◆ **Your objective**: Copy all lines in the data that contain the string "below".

─── Records ───

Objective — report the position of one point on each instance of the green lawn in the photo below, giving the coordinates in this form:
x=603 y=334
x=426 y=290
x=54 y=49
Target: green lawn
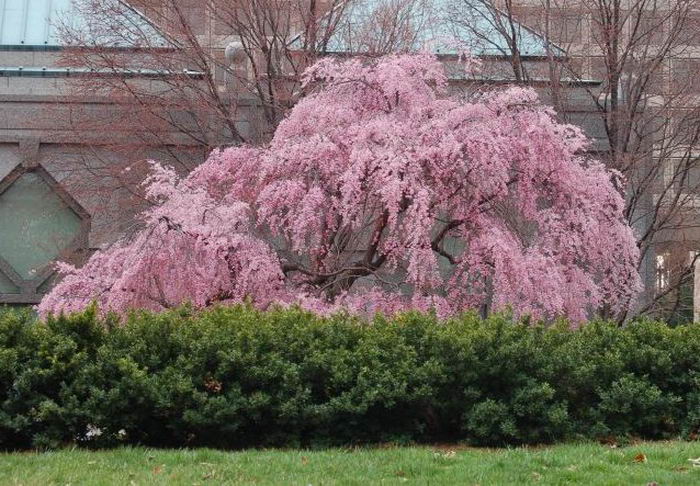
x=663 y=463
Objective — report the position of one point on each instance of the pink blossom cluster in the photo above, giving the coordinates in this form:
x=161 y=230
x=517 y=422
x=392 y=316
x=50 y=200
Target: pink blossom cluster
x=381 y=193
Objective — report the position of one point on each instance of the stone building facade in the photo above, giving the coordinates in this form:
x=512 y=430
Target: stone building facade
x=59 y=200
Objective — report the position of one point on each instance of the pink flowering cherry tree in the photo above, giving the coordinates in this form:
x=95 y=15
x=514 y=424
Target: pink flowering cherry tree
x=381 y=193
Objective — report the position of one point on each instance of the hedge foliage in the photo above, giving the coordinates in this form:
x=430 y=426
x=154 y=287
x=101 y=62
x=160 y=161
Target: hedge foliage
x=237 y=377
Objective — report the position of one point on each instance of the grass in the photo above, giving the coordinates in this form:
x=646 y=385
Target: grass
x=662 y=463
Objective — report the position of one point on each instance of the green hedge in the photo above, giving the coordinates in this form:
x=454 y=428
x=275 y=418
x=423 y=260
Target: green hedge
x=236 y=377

───
─── Records ───

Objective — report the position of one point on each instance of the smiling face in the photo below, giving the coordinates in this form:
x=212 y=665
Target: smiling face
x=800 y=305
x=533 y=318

───
─── Records ───

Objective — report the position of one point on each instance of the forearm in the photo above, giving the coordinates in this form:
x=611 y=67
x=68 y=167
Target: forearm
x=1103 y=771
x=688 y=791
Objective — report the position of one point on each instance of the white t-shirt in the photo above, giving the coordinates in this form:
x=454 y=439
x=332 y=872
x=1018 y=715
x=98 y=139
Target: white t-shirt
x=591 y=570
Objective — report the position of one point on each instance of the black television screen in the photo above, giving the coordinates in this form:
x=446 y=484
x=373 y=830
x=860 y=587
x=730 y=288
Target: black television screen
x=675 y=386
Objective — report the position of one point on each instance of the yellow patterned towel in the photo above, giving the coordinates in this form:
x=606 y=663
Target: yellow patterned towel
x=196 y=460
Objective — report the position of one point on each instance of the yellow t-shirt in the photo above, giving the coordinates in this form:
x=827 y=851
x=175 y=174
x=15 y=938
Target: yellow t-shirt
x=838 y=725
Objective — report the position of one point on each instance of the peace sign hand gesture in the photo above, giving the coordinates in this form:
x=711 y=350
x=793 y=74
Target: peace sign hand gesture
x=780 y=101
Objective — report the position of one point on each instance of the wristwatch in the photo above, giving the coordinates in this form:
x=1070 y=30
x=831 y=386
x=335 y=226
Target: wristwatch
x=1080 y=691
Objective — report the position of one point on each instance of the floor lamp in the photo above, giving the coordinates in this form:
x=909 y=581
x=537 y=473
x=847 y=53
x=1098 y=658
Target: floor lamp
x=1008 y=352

───

◆ **Task answer**:
Objective — report the position of one point on each instance of the green lawn in the photo below, giving the coordinates in this form:
Objective — report the position of one point on each instance of the smiling face in the photo below, giving the coordinates in this form:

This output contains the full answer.